> _TASK INSTRUCTIONS_:
1. Reproduce the stretch of the statement on painting as a new mother from "While painting, I" through "they can find." word for word.
2. Go on with the statement on painting as a new mother, starting right after its last sentence.

> _EXERCISE TEXT_:
◇ ◇ ◇
I became a mom in 2016 and it’s been the biggest blessing of my life. Yet, this experience has brought with it so many feelings of chaos and anxiety, constantly feeling like I am racing to keep up with all I need to do and all I should know to be a good mother. In the midst of this experience, I’ve found short blocks of time when I can run downstairs and quickly use my palette knives to spread and mix acrylic paint directly on to wood panels or stretched canvas. I use whatever fits my vision for the particular work of art, but also what I happen to have conveniently within reach. I may use some old wall paint to give a neutral tone or use vibrantly pigmented tubes of acrylic paints and mix directly into the gesso to build up texture quickly.
While painting, I usually listen to audio, often sermons of some kind, and it becomes a time for me to refocus my mind on the bigger picture and what is important. It helps me to remember the great gift of peace in Christ despite any circumstances. It is a therapeutic and refreshing time for me. My hope is that when someone puts up one of my paintings in their home it will add a serene quality to the room. I imagine that my art could help remind them of the deeper peace in life that they can find.
◇ ◇ ◇
> _DATA LISTING_:
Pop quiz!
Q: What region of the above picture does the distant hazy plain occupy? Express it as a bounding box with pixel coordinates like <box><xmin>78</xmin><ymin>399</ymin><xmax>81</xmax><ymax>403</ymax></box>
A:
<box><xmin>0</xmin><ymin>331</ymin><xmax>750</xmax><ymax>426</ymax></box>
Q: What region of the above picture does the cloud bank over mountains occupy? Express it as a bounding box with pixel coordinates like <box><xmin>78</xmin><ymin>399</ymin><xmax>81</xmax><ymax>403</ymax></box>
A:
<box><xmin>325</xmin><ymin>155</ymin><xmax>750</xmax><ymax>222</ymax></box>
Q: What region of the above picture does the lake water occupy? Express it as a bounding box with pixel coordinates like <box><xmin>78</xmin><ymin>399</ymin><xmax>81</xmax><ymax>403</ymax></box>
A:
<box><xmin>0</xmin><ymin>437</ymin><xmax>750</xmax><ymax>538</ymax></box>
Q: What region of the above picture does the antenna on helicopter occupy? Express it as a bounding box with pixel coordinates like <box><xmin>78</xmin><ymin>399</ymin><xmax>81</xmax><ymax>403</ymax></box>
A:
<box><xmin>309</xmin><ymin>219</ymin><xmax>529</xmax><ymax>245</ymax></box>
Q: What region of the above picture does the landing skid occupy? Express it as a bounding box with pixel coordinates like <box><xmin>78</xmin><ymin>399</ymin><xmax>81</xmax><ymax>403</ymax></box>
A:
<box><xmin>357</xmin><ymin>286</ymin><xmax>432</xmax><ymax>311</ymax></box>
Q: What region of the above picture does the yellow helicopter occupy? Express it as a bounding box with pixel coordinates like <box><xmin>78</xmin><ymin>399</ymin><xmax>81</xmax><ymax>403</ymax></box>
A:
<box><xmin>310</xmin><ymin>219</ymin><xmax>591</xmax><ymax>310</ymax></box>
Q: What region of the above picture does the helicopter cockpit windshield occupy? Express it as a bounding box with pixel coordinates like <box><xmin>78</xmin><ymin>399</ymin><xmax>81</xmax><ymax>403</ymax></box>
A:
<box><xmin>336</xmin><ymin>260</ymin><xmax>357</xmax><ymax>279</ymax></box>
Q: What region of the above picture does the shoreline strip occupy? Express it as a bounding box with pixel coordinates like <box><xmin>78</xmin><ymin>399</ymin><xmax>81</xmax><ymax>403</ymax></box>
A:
◇ ◇ ◇
> _RESPONSE LIST_:
1.
While painting, I usually listen to audio, often sermons of some kind, and it becomes a time for me to refocus my mind on the bigger picture and what is important. It helps me to remember the great gift of peace in Christ despite any circumstances. It is a therapeutic and refreshing time for me. My hope is that when someone puts up one of my paintings in their home it will add a serene quality to the room. I imagine that my art could help remind them of the deeper peace in life that they can find.

2.
Commissioned art has an important meaning to the one who commissions it. However, everything I choose to paint has a symbolic significance to me. For example, when I’ve painted elephants, it relates back to my childhood experiences growing up as a missionary kid in South Africa. The first time I remember seeing elephants in the Kruger National Park, I was struck with a sense of aw at the power of these magnificent creatures, but was set at ease by the calmness of their demeanor. When I paint doves, deer, and lambs, I am striving to convey the symbols I see in the Bible and how they relate to my life.
I’ve recently discovered that my favorite parts of doing an art show is getting to talk to people about my work and hearing valuable feedback from various perspectives. Since graduation from the painting program at UAB (the University of Alabama at Birmingham), one thing I miss the most is getting feedback on my work. Therefore, the conversations I have with people when I publicly show my work has helped to fill that void to some degree. It’s especially exciting when people can see and describe the feeling and symbolism I was hoping to create. It brings a special kind of satisfaction and joy to me, is usually very affirming, and motivates me to continue pursuing my passion for painting. I am very thankful to have a family who supports my artistic goals, and I’m thankful for the thriving and growing community of local artists in the Birmingham area.